__Records for the task__:
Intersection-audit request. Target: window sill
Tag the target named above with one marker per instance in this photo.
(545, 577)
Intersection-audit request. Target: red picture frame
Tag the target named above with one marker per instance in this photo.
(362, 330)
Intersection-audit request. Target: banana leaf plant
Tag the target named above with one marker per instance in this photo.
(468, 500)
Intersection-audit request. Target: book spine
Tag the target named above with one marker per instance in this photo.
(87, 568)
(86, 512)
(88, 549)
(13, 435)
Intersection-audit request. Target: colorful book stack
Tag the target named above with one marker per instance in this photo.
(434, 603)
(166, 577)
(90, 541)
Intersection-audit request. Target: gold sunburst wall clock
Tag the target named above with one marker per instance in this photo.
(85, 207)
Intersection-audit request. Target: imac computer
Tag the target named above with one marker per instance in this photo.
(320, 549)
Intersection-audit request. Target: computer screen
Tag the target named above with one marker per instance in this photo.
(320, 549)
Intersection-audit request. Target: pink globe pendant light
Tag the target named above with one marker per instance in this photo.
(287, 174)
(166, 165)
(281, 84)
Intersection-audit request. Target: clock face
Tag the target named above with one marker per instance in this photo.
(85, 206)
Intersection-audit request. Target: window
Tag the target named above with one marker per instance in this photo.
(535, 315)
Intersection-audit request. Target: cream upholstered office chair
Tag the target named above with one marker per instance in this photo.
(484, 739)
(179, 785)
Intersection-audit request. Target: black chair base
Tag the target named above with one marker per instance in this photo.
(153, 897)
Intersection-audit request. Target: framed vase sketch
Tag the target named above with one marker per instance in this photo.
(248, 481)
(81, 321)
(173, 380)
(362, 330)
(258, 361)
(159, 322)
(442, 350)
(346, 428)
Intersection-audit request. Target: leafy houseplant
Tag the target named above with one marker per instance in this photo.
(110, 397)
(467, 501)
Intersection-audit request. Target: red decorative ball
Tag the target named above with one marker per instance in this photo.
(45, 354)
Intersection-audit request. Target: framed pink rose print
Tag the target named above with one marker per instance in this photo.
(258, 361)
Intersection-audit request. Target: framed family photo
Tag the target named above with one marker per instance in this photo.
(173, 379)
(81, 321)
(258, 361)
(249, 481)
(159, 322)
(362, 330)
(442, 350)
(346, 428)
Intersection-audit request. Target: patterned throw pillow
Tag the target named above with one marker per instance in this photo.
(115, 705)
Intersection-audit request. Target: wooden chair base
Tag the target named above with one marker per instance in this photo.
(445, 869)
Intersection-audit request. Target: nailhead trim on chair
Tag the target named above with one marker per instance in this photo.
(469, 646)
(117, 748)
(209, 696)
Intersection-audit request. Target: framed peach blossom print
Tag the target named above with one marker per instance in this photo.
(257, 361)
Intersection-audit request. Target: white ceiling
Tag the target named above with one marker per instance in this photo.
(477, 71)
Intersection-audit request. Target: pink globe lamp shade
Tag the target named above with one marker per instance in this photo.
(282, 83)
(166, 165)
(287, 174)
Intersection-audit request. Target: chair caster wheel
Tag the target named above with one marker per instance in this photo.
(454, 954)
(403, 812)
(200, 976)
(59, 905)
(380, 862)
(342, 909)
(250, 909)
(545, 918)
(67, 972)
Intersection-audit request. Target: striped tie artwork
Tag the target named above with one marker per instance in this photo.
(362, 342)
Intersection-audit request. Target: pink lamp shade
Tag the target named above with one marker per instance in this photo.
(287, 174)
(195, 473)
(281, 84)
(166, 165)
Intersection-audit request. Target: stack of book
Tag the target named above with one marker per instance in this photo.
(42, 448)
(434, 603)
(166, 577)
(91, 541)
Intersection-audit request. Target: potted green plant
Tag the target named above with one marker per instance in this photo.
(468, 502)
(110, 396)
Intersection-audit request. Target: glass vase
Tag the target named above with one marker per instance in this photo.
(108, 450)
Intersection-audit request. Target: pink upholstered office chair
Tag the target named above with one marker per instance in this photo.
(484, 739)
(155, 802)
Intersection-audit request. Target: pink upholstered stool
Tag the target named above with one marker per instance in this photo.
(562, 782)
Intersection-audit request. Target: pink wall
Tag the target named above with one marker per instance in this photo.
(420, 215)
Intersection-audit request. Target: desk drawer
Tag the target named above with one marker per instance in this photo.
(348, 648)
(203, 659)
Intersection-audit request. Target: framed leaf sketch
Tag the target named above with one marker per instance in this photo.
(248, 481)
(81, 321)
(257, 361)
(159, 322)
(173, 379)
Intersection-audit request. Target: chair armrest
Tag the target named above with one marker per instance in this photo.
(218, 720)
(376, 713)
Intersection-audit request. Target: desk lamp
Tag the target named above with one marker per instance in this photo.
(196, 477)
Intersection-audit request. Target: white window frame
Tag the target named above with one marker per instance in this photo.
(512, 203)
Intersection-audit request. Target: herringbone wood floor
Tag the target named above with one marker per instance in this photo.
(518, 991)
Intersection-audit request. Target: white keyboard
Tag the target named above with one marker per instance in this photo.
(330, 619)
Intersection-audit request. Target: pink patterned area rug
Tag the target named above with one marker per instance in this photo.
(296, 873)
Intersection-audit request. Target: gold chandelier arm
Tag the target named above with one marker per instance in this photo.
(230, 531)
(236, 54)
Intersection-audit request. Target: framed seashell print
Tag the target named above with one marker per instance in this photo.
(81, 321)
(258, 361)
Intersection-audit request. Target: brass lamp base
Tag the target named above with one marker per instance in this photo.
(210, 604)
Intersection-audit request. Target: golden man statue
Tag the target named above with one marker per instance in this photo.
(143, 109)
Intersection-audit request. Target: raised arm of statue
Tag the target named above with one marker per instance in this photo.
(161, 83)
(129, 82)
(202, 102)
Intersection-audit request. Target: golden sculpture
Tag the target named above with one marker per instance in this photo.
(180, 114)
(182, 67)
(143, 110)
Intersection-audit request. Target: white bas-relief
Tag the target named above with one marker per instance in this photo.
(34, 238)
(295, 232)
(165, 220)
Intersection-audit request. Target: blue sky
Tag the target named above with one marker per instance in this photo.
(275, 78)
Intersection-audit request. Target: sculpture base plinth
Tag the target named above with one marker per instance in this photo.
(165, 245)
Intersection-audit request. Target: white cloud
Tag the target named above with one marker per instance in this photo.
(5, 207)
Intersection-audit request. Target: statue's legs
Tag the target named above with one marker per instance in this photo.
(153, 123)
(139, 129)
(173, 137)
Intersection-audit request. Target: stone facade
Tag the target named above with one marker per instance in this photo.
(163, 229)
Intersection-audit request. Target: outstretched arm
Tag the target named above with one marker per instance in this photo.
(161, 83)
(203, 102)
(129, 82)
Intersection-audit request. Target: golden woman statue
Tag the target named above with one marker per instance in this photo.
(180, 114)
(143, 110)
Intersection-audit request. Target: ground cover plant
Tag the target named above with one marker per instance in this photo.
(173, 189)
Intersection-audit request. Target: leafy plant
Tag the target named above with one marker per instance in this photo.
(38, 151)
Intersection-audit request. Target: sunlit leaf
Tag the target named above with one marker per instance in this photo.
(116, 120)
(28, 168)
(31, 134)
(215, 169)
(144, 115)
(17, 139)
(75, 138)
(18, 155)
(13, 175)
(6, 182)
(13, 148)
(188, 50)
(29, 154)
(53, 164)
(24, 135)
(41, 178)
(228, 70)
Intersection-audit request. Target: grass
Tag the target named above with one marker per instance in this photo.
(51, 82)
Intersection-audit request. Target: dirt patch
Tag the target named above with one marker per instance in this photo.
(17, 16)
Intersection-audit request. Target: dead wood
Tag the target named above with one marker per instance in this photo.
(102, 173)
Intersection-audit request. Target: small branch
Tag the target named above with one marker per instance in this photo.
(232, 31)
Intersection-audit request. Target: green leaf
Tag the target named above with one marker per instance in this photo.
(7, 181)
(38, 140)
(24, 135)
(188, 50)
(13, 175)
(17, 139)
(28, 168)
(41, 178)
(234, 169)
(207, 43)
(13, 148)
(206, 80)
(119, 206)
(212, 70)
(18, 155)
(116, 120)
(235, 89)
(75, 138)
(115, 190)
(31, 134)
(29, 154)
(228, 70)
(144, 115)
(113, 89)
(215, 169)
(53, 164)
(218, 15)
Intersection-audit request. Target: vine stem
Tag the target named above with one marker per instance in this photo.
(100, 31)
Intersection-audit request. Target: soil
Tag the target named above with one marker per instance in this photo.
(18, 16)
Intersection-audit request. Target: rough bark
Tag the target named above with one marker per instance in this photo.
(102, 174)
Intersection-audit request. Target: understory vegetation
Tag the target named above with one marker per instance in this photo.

==

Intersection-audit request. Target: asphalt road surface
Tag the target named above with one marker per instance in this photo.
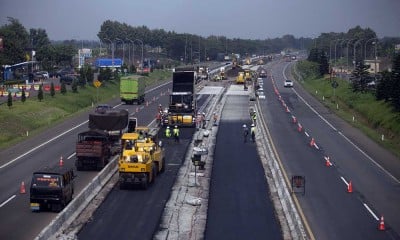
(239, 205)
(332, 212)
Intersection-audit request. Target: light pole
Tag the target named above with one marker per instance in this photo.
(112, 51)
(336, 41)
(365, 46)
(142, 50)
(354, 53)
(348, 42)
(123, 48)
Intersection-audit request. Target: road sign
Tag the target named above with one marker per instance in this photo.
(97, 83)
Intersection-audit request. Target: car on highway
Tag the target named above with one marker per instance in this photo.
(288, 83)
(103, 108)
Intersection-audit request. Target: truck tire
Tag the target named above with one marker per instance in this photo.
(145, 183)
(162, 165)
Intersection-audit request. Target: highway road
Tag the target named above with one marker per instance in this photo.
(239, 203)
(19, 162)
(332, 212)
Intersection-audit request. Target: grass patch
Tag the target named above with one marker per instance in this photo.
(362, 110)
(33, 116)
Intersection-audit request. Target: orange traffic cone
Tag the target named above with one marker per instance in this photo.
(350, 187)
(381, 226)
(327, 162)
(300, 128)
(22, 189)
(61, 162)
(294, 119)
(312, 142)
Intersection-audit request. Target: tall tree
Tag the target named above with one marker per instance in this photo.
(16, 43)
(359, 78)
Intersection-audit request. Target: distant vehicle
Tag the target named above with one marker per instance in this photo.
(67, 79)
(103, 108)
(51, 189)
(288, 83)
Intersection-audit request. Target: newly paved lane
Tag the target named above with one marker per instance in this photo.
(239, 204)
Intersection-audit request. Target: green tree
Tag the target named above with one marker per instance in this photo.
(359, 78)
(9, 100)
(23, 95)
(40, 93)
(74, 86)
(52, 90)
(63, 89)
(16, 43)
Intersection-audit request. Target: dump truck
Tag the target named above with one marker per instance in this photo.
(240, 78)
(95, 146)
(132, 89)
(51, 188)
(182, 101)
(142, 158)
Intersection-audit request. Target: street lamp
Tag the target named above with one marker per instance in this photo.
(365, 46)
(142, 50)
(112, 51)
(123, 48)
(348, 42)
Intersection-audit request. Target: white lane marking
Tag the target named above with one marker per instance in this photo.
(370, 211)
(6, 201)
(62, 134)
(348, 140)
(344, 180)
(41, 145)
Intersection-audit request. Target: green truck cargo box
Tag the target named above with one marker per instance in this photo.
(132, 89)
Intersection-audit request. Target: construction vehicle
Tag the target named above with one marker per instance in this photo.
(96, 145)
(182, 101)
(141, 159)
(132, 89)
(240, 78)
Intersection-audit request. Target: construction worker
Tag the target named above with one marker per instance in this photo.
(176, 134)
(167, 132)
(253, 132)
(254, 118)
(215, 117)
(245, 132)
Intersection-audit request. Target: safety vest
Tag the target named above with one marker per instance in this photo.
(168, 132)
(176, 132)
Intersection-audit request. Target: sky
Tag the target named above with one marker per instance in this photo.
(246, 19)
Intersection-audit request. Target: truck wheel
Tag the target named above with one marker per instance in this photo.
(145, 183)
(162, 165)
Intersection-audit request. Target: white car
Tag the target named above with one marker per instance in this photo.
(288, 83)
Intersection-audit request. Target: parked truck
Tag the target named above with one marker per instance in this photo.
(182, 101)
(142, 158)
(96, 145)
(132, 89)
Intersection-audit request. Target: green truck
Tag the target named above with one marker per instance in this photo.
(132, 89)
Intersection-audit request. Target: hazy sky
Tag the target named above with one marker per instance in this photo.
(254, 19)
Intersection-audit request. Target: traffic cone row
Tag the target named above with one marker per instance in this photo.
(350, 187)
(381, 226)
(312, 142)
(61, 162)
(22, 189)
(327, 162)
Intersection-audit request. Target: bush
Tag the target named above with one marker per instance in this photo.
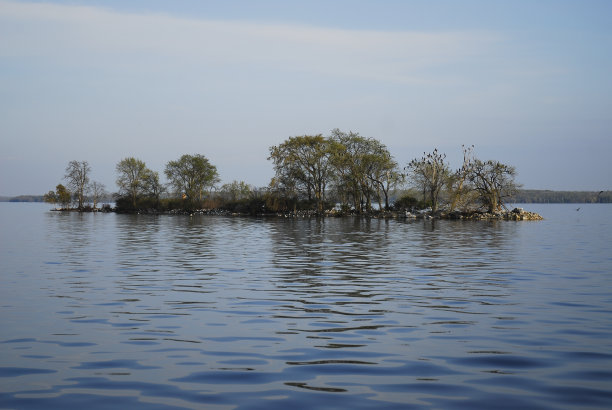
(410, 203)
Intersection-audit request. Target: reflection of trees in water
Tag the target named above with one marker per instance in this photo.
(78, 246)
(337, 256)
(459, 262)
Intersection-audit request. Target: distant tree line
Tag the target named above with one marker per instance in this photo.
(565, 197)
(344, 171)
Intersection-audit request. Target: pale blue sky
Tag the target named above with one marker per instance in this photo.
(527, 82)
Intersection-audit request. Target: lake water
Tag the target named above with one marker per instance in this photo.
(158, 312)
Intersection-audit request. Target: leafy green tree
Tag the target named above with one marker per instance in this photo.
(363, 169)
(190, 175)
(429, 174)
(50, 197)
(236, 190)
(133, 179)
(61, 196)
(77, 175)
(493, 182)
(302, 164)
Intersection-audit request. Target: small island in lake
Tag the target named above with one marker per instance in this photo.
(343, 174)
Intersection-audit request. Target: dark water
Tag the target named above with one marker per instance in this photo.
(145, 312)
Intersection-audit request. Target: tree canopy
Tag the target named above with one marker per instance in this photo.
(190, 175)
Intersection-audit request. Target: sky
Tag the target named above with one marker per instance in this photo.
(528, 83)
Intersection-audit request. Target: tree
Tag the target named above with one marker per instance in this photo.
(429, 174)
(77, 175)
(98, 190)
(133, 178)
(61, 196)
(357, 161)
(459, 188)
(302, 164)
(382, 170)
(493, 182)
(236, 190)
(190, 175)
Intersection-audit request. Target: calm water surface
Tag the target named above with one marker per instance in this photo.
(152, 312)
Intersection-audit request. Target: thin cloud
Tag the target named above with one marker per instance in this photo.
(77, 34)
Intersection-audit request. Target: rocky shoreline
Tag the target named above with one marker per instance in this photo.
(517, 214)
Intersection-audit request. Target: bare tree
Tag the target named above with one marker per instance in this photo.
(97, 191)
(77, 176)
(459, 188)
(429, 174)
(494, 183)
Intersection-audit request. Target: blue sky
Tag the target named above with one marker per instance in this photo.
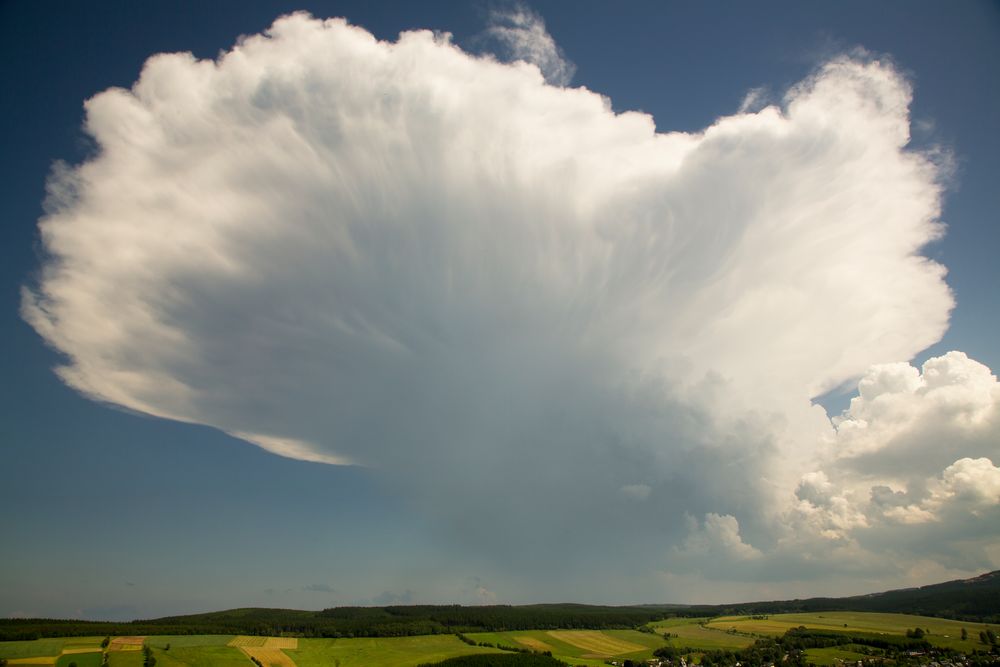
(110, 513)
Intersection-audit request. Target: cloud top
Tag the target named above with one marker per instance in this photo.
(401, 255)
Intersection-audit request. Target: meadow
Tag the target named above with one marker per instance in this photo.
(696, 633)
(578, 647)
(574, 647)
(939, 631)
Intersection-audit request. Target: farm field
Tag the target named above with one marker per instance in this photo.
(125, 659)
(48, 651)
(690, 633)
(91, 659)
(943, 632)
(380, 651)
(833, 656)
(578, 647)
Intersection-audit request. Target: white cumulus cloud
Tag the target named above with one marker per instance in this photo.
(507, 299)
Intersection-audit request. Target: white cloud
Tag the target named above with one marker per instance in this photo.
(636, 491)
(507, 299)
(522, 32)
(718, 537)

---

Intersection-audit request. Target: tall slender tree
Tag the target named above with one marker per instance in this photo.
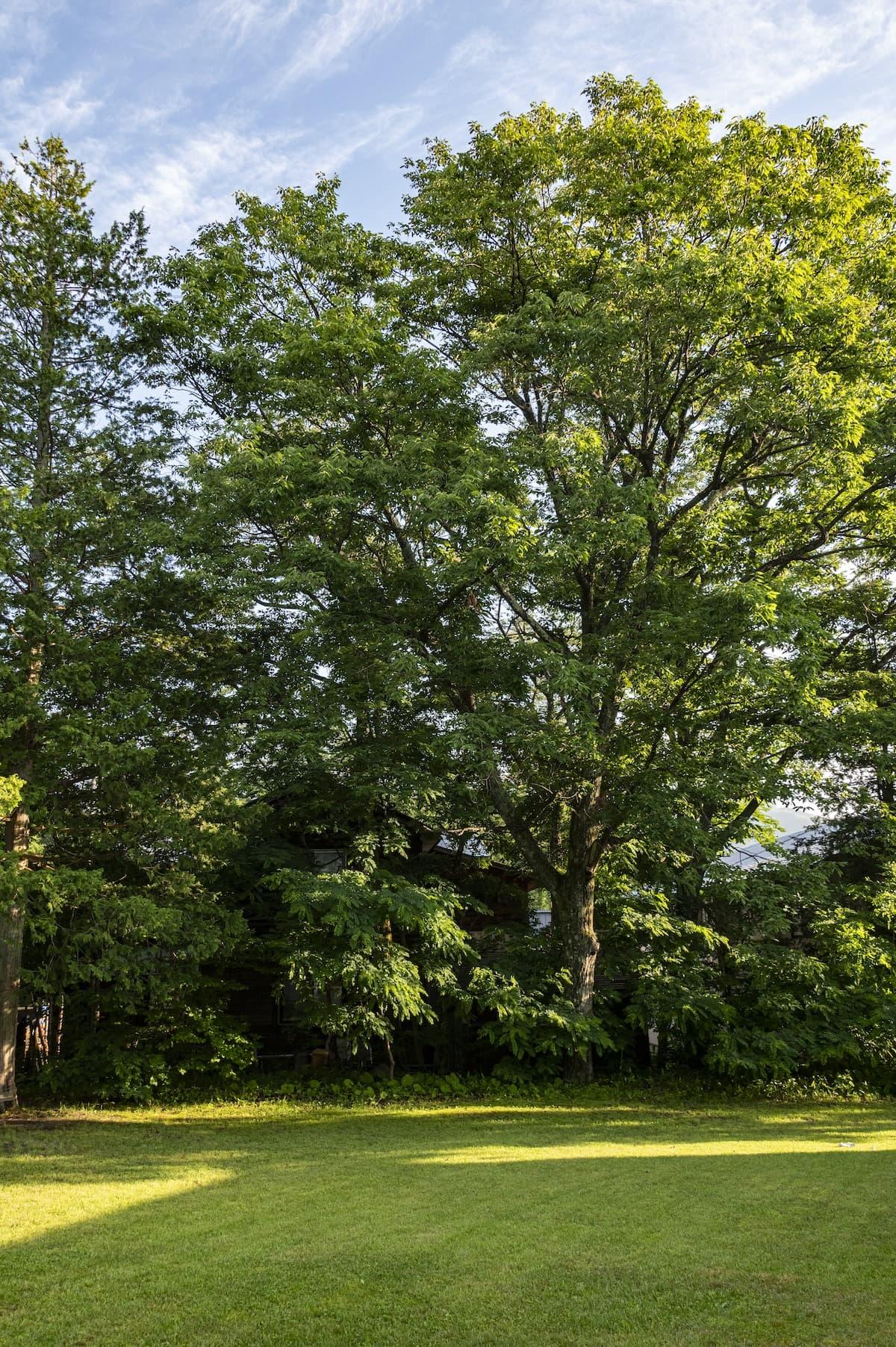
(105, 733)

__What you are asked to do__: Return each line in the entries above that contains the word "sketch". Case counts when matching.

__Response to the exercise__:
Intersection-audit request. Target: framed vase sketch
Intersection-audit request. Target: framed leaf sketch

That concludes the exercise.